-- Task details --
Reproduce without changes the part of the data that opens with the line containing "[output] one dot per instance, form <point>409,206</point>." and closes with the line containing "<point>98,93</point>", with both of those lines included.

-- Exercise material --

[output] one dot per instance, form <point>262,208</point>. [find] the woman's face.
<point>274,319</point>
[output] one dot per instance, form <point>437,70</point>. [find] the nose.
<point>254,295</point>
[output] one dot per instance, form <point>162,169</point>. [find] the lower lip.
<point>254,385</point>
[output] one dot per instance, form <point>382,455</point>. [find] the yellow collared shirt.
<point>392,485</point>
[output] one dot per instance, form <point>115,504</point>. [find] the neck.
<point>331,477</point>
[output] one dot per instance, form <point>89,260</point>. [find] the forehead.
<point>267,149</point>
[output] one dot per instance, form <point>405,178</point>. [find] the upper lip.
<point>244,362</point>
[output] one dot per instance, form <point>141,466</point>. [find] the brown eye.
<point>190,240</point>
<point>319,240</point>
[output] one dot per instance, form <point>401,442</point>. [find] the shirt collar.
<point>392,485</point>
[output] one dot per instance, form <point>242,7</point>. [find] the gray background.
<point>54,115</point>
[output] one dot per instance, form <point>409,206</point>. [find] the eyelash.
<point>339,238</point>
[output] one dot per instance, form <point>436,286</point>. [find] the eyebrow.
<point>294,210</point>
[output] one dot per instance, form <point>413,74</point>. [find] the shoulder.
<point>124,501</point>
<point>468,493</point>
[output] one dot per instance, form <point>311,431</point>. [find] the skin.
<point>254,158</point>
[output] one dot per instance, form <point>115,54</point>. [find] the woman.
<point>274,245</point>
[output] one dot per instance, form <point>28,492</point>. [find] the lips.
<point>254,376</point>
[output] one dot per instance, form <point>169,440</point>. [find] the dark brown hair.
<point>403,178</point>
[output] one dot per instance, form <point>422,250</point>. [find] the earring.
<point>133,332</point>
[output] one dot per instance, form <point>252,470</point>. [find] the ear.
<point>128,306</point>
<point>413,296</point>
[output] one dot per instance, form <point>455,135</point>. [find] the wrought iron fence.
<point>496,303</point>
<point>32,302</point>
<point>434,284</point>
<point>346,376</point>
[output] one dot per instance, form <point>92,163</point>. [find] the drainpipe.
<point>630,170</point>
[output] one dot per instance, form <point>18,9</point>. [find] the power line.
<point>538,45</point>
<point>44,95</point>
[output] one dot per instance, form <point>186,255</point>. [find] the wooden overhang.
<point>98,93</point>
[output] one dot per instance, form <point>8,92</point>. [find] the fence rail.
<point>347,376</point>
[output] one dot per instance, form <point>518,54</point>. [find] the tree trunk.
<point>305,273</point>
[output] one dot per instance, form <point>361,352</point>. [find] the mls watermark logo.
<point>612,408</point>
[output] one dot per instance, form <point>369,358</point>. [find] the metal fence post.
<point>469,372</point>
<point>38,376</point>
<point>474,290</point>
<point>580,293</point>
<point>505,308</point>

-- Answer to this exercise --
[output] one dot per instance, form <point>409,206</point>. [find] the eyelash.
<point>339,238</point>
[output] one dot per instance, form <point>436,286</point>. [find] the eyebrow.
<point>294,210</point>
[output] one dot per instance, form <point>413,74</point>. [find] the shoulder.
<point>124,501</point>
<point>468,493</point>
[output] one dot per instance, form <point>311,431</point>. [find] the skin.
<point>254,158</point>
[output] one dot per instance, form <point>115,54</point>. [find] the woman.
<point>274,245</point>
[output] one dot per instance, form <point>28,492</point>. [find] the lips.
<point>254,376</point>
[output] one dot per instance, form <point>169,440</point>. [find] the dark brown hair.
<point>403,178</point>
[output] one dot per instance, form <point>422,250</point>. [find] the earring.
<point>133,332</point>
[output] one dot per instance, form <point>252,470</point>. [find] the ear.
<point>128,306</point>
<point>413,296</point>
[output] one dot per instance, form <point>455,135</point>. [find] the wrought iron fence.
<point>496,303</point>
<point>32,302</point>
<point>434,284</point>
<point>346,376</point>
[output] one dot per instance, form <point>92,163</point>. [find] the drainpipe.
<point>630,170</point>
[output] one dot per instance, form <point>18,9</point>. [find] the power line.
<point>538,45</point>
<point>44,95</point>
[output] one dot per instance, form <point>186,255</point>. [find] the wooden overhang.
<point>98,93</point>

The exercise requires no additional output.